[START Document text]
Experian plc

CR Monitor Issue: 
Period End: 
31 March 2011


Changing to use CPI rather than RPI as inflation measure gives rise to gains in both income statement and other comprehensive income.
Changes made to income statement whereby costs are now classified by nature rather than by function.
Revised classification of net finance costs between income and expense items.
Analysis of other comprehensive income by item removed from statement of changes in equity but no concentration of such disclosures in a note.
An associate disposed of classified as discontinued operation.
Disclosure of fair values of assets and liabilities arising from current year acquisitions follows minimum requirement under revised IFRS 3.


Overview and evaluation of changes made in reporting practice since the last accounting period
Key Point

Report issued on 8 February 2012 did not identify any changes with significant impacts on the financial statements but covered the following practice issues:


Experian states that the UK government changed to use the Consumer Prices Index (CPI) rather than the Retail Prices Index (RPI) as the inflation measure for determining the minimum pension increases applied to statutory index-linked features of retirement benefits. The company discloses that this results in a reduction in its pension obligations and that, although pension increases in respect of benefits accrued before April 1997 are discretionary, they have for the past eight years been based on the RPI. It adds that, as expectation for increases based on the RPI was deemed to exist, it accounts for the change as a change in the rules of the plan and records a past service credit of US$29 million in its income statement. This follows principles of UITF Abstract 48 “Accounting implications of the replacement of the retail prices index with the consumer prices index for retirement benefits” that, where the obligation is to pay benefits with increases based on RPI, the corresponding treatment of a reduction in pension obligations is a past service credit in the income statement and that a company’s public statement or past practice gives rise to a constructive obligation where it has created a valid expectation that it will pay certain employee benefits (paras 6&7). Experian adds that changing to use CPI for the revaluation of pensions in deferment is required by the rules of its principal scheme and accordingly a US$18 million reduction in liabilities is recorded through other comprehensive income.

Financial statements format

Experian changes the format of its income statement and now presents costs by nature rather than by function. The company states that this more appropriately reflects the nature of its cost base and developments in its cost management globally. IAS 1 “Presentation of financial statements” does not restrict the classification of costs but requires a presentation which provides information that is reliable and most relevant (para 99). Prior year figures are restated accordingly.
[END Document text]
■ Set of tasks:
1 > Condense the paragraph of the Experian review beginning "Experian changes the format of its income statement" into a short bulleted list that keeps its main facts.
2 > Reproduce the stretch from "Experian plc" through "and expense items." in the Experian review, with "income statement" swapped for "profit and loss account".
The records play no part in this work.
[START Data records]
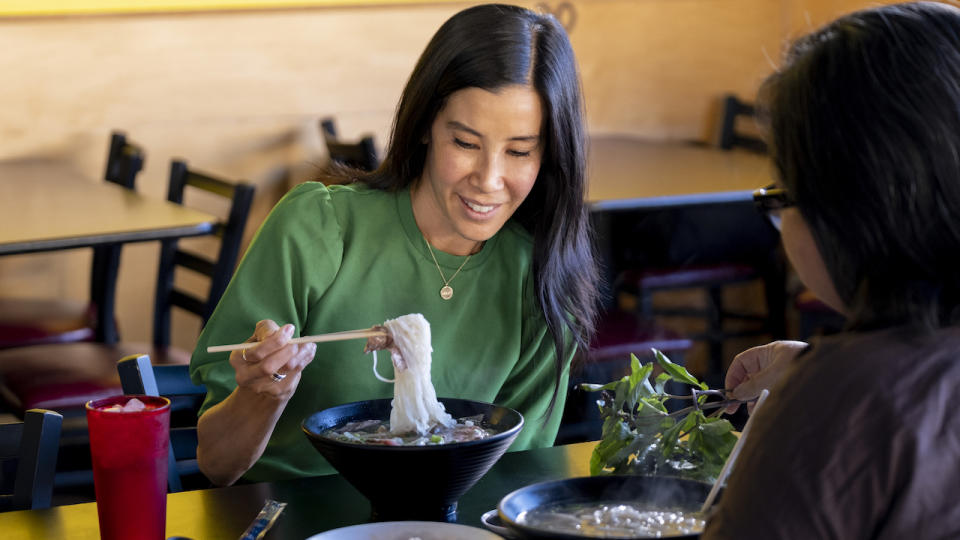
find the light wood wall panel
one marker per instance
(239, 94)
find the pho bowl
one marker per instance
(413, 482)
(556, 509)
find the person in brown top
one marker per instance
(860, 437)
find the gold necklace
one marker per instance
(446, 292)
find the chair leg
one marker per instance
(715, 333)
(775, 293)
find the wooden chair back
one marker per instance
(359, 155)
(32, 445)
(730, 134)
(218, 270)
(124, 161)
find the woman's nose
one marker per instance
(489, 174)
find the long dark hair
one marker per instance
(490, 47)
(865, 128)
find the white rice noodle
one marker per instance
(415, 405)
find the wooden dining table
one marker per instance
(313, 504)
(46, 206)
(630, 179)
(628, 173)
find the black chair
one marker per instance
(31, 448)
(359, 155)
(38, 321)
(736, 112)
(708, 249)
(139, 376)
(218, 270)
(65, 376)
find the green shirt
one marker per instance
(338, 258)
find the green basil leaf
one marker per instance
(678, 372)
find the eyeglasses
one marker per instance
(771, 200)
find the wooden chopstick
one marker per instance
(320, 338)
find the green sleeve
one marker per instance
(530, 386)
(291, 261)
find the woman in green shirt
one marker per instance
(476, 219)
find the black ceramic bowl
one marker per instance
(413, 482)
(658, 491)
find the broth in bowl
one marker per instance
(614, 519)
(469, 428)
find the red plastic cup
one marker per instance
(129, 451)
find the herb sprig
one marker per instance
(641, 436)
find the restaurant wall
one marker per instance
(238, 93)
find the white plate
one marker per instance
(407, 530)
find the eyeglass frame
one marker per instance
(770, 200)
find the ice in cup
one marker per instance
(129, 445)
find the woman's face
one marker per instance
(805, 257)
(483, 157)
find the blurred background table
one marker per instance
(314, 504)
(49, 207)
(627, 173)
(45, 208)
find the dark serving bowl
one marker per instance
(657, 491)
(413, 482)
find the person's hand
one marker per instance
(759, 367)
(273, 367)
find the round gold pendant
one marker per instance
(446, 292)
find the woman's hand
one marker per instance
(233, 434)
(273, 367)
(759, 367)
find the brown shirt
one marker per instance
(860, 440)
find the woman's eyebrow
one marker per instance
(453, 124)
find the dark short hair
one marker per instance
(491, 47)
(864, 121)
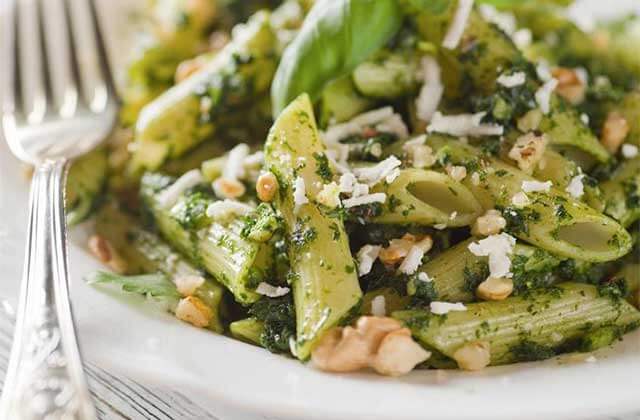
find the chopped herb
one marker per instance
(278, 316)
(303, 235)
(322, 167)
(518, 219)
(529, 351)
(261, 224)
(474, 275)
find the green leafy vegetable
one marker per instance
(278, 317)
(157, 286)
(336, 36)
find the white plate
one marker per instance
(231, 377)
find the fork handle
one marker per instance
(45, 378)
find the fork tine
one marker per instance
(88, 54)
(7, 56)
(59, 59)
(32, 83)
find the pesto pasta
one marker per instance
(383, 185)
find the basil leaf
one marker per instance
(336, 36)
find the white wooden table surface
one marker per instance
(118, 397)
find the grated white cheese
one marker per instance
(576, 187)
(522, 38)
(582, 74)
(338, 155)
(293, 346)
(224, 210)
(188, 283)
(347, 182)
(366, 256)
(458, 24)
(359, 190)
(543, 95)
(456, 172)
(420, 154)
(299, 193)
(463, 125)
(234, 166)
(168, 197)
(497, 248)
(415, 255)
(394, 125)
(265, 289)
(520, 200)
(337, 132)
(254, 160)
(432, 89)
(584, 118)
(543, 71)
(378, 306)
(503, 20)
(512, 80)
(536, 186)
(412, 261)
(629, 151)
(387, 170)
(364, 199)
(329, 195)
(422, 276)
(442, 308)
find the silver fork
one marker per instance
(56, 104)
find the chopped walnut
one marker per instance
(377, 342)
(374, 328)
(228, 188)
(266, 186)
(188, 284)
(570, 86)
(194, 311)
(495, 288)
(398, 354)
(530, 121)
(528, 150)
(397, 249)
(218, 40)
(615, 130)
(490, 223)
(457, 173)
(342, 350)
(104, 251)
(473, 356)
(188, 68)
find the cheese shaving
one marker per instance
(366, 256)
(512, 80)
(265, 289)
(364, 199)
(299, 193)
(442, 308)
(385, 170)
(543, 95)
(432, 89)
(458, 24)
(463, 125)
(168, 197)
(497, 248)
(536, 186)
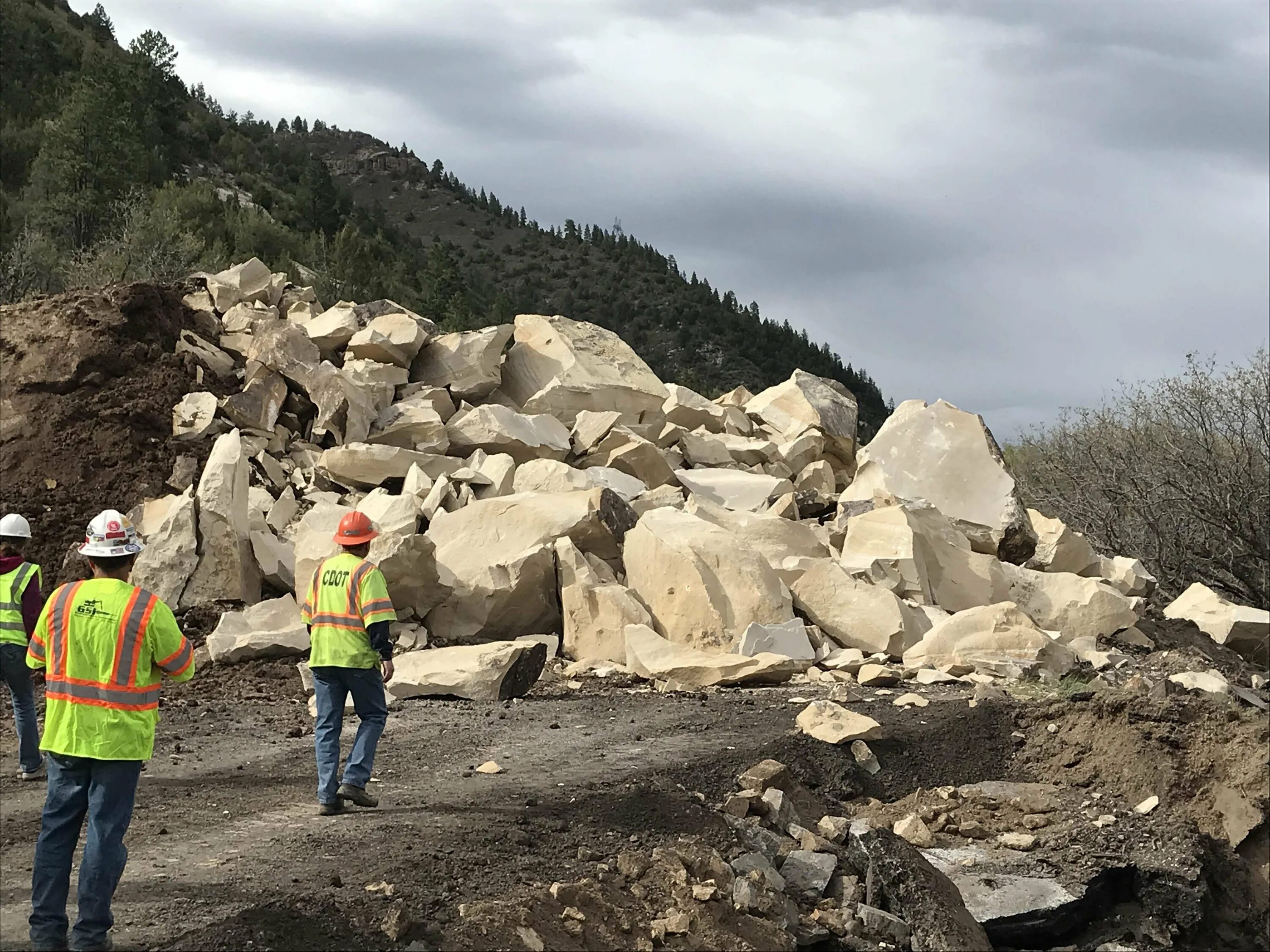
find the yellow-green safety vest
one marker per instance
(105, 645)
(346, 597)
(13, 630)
[END Data records]
■ Answers for the exercise:
1 >
- Experian now presents costs in its income statement by nature rather than by function.
- The company says this better reflects the nature of its cost base and developments in its global cost management.
- IAS 1 does not restrict how costs are classified but requires a presentation giving reliable and most relevant information (para 99).
- Prior year figures are restated accordingly.

2 >
Experian plc

CR Monitor Issue: 
Period End: 
31 March 2011


Changing to use CPI rather than RPI as inflation measure gives rise to gains in both profit and loss account and other comprehensive income.
Changes made to profit and loss account whereby costs are now classified by nature rather than by function.
Revised classification of net finance costs between income and expense items.